▶ _Teks Kutipan_
'''

REPUBLIKA.CO.ID,CIREBON -- Menjadi warga pesisir pantai merupakan sebuah keberkahan. Salah satunya H Sanim, warga RT 01 RW 03, Desa Rawaurip, Kecamatan Pangenan, Kabupaten Cirebon. Gerbang rezeki ayah dari empat putri ini justru berada di pesisir pantai.
Cuaca panas yang menyengat warga pesisir pantai, justru menjadi harapan bagi H Sanim. Melalui cuaca seperti itu, dirinya bisa meningkatkan kualitas dan kuantitas garam yang diproduksinya. Benar, H Sanim merupakan salah satu pengusaha garam sukses di wilayah Pantura, Provinsi Jawa Barat.
Melalui usahanya sebagai produsen garam, H Sanim bisa tampil sebagai jutawan di kampung halamannya. H Sanim bukanlah pengusaha turunan yang dibekali modal dan bisnis yang maju. H Sanim mengklaim dirinya hanya bermodalkan ‘dengkul’ saat mengawali usahanya.
Bekal pendidikan pun rasanya kurang cukup. Mengingat, H Sanim merupakan lulusan Sekolah Rakyat (SR), setara dengan SD (saat ini). Sebelum tahun 1982, H Sanim berprofesi sebagai petani garam krosok. Sepetak lahan peninggalan orang tuanya menjadi sejarah awal dirinya terjun di dunia garam.
Dari lahan itu, dirinya memproduksi garam krosok. Air laut yang dia ambil dari pantai utara Jawa Barat itu, kemudian dikeringkan di ladang miliknya. Air laut yang mengering itulah berubah menjadi garam krosok. Setelah menjadi garam krosok, kemudian dijual ke pabrik garam di wilayah Cirebon.
Dirinya membawa garam krosoknya itu ke pabrik garam dengan menggunakan sepeda. Setelah berjalan sekian tahun, naluri wirausaha H Sanim mulai muncul. Saat itu, H Sanim sengaja melamar kerja sebagai buruh Pabrik Garam Sarijaya di daerah Kasepuhan, Kabupaten Cirebon. Dengan tujuan mencari ilmu.
Tidak lebih satu tahun, dirinya berhasil mengantongi ilmu tentang cara membuat garam gandu. Dirinya mengakui, sejak menjadi petani garam krosok, sama sekali tidak mengetahui proses pembuatan garam krosok menjadi garam gandu (balok).
Dengan modal seadanya, hasil dari menambung saat menjadi buruh pabrik garam, H Sanim memberanikan diri memproduksi garam gandu. Tepat 17 Agustus 1982, dirinya mengawali usahanya sebagai produsen garam gandu. Tidak hanya bagi bangsa ini, bagi H Sanim pun 17 Agustus merupakan momentum kemerdekaannya sebagai pengusaha garam berskala mikro.
Tak heran bila garam kemasan milik H Sanim diberi merk ‘17’ dan ‘82’. Bila Anda menemukan garam kemasan dengan merk tersebut, dipastikan berasal dari Rawaurip, milik H Sanim.
Berjalan dua bulan, pesanan garam gandu dari pasar tradisional terus meningkat. Saat itu, dalam sehari dirinya mampu memproduksi hingga 100 buah garam gandu. Dirinya pun mulai mempekerjakan lima tetangganya sebagai tenaga produksi dan pemasaran.

'''

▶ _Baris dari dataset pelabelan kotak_

'''

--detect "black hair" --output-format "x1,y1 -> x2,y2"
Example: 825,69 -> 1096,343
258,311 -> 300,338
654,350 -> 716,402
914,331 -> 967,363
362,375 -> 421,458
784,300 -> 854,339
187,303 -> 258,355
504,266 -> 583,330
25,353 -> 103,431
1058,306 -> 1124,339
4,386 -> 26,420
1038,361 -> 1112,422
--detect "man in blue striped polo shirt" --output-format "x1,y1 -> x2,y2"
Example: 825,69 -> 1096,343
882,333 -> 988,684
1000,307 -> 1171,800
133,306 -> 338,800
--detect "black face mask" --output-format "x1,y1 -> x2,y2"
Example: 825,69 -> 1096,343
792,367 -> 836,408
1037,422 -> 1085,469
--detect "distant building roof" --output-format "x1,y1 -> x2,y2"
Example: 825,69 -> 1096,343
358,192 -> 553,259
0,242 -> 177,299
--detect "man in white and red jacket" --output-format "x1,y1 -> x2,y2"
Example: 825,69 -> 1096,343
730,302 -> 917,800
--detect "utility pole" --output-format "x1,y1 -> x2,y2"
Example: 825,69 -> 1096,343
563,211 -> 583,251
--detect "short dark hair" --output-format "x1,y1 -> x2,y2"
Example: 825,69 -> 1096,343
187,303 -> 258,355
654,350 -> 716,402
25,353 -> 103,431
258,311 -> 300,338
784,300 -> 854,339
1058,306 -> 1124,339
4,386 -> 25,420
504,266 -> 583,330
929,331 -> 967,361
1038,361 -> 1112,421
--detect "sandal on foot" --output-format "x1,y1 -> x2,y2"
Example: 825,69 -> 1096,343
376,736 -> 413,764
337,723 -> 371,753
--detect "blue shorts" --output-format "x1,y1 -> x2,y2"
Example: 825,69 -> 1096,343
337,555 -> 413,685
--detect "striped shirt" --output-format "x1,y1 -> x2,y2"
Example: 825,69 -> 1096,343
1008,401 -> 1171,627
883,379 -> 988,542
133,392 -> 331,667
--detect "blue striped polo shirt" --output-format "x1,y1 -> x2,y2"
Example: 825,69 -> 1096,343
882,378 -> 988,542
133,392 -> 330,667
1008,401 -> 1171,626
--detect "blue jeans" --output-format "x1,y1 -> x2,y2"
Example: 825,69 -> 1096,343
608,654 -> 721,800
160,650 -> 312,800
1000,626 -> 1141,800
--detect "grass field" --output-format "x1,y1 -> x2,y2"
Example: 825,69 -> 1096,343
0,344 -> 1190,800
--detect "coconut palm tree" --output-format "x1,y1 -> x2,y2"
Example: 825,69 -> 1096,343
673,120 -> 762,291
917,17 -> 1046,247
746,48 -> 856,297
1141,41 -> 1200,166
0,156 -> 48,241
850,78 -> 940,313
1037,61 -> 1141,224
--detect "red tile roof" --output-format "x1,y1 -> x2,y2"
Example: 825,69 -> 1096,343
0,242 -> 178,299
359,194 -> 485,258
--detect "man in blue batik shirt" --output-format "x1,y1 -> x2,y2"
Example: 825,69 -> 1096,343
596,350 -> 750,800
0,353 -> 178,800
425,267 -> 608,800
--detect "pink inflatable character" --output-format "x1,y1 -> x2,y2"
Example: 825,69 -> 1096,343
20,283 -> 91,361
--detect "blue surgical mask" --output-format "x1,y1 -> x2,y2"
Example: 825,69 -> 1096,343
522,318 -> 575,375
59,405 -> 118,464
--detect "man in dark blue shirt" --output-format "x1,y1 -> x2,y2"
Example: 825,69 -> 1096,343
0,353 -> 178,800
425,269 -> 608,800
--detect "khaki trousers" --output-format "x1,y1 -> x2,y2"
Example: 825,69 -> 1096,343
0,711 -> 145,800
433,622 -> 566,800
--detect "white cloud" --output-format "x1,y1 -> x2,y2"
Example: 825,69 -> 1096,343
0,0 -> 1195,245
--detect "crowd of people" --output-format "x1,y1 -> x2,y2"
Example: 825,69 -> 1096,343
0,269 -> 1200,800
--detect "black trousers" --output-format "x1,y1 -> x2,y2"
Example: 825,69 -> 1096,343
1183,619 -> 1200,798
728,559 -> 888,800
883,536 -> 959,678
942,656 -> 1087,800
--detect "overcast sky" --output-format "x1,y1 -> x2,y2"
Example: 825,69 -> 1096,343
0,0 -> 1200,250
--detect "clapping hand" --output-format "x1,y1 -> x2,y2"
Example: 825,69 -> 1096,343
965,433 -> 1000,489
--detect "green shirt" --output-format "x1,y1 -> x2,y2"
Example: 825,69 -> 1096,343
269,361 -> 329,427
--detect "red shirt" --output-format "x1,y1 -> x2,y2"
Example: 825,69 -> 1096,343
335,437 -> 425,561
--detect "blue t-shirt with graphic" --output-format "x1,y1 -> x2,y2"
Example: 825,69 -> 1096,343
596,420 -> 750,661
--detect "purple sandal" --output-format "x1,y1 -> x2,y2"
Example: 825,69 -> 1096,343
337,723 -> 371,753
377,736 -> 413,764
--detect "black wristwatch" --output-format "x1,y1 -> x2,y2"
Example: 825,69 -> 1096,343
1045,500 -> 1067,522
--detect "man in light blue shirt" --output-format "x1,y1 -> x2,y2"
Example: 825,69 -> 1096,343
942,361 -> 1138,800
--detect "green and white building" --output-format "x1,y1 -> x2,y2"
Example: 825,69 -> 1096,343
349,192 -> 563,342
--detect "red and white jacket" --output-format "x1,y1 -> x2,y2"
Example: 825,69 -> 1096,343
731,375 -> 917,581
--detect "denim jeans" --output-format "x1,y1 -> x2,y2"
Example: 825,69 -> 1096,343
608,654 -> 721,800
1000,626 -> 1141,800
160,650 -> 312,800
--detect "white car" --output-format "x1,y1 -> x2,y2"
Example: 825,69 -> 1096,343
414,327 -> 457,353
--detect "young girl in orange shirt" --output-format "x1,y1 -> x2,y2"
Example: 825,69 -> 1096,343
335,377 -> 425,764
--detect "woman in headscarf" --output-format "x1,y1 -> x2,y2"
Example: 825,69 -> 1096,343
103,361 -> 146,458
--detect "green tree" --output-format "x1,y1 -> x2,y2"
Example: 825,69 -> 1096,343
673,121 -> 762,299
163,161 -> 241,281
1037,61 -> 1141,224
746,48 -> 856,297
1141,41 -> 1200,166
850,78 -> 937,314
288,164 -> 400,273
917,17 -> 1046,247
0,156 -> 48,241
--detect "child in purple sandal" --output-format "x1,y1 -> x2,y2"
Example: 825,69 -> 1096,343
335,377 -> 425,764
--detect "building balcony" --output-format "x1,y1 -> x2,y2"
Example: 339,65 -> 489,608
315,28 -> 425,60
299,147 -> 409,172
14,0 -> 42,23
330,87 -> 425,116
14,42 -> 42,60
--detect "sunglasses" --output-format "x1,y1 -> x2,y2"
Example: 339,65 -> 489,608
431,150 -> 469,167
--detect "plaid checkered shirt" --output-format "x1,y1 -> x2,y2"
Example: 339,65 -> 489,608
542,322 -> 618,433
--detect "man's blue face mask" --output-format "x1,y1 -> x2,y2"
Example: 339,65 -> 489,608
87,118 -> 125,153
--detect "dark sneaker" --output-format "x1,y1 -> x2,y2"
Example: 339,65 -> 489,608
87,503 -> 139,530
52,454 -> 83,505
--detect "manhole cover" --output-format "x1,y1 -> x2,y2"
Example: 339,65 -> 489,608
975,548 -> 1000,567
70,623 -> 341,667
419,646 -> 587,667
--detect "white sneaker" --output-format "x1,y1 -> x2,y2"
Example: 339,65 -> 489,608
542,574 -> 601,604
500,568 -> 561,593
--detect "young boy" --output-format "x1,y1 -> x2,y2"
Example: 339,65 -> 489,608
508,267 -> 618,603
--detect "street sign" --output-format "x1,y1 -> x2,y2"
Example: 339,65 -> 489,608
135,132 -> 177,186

'''

▶ _Petunjuk Latihan_
Teruskan artikel tentang pengusaha garam H Sanim mulai setelah kalimat terakhirnya.

▶ _Jawaban Benar_
Usahanya terus berkembang. Tahun 1992, dirinya mulai membukukan tambahan aset berupa tanah dan mobil. Tanah seluas 140 meter persegi yang dibelinya itu masih terletak di Desa Rawaurip. Lahan itu digunakan untuk perluasan pabrik garamnya. Sementara mobilnya digunakan untuk mengangkut garam ke pasar-pasar tradisional di wilayah Cirebon.
Topangan aset tanah dan mobil itu semakin mengantarkan kesusksesan H Sanim. Lonjakan keuntungan H Sanim terasa signifikan saat bangsa ini mengalami krisis (1997). Ketika itu, harga produk garam yang dijualnya meroket dari Rp 300 per gandu menjadi Rp 800 per gandu.
Kebetulan saat itu stok garam H Sanim yang akan dijualnya mencapai 200 ton. Di tahun itu pula, H Sanim langsung menambah daftar asetnya dengan membeli tiga unit kendaraan operasional. Salah satu kendaraan yang dibelinya itu sengaja untuk angkutan keluarga. ‘’Sampai tahun 2000, saya tidak pernah dibantu oleh bank sekali pun membutuhkan dorongan modal,’’ ujar H Sanim. Padahal, sejak 1985, dirinya merupakan nasabah salah satu bank besar di Tanah Air. Menjadi nasabah bank, kata dia, hanya untuk mempermudah proses transaksi dengan konsumennya.
Menjelang tahun 2000, dirinya memberanikan diri untuk mengajukan kredit kepada bank yang dipercayainya sejak 1985 itu. H Sanim sangat menyesal ketika bank tersebut menolak proposal pinjamannya. Alasannya, ungkap dia, bangunan pabrik yang dimilikinya tidak bersifat permanen.
Saat dirinya coba-coba mengajukan bantuan modal ke bank bjb tahun 2000, justru mendapat respons positif. bank bjb terlihat antusias dalam menyalurkan bantuan modal kepada H Sanim. ‘’Saya kaget, kok Bank BJB baik yah,’’ ungkapnya dengan lugu.
Tak banyak basa-basi, dirinya langsung menyampaikan kebutuhan modal usahanya yang mencapai Rp 100 juta per tahun. Tidak memakan waktu lama, bantuan itu langsung masuk ke rekening H Sanim. Atas pilihan H Sanim, masa pinjaman itu disepakati selama satu tahun.
Optimisme H Sanim dalam berwirausaha yang melatarbelakangi ditentukannya masa pinjaman selama setahun. Bantuan modal dari bank bjb itu yang mengantarkan H Sanim semakin sukses dan berkembang dalam menjalankan bisnis garam.
Hingga 2010, dirinya ditopang bantuan modal oleh Bank BJB. Per tahun, bantuan yang diterima dari bank bjb berkisar Rp 100 juta hingga Rp 150 juta. Setiap tahun pula dirinya berhasil melunasi seluruh pinjamannya.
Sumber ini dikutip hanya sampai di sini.